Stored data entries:
★ ★ ★ ★ ★ ★ ★

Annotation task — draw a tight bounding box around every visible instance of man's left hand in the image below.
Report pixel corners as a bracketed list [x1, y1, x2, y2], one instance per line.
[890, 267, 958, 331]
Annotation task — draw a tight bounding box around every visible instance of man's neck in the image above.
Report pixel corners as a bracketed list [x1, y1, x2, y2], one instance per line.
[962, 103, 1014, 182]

★ ★ ★ ★ ★ ★ ★

◆ **Written request**
Please copy out each of the items above word for word.

◆ **Solved exercise**
Annotation task — draw a tight bounding box around every visible instance of man's left hand in the image below.
Report pixel corners as a bracketed list [x1, y1, x2, y2], one instance per line.
[890, 267, 958, 331]
Annotation task — draw a tight bounding box around every visible instance of man's neck in the image above.
Report pixel corners as a bracketed list [x1, y1, x2, y2], one instance per line.
[962, 103, 1014, 182]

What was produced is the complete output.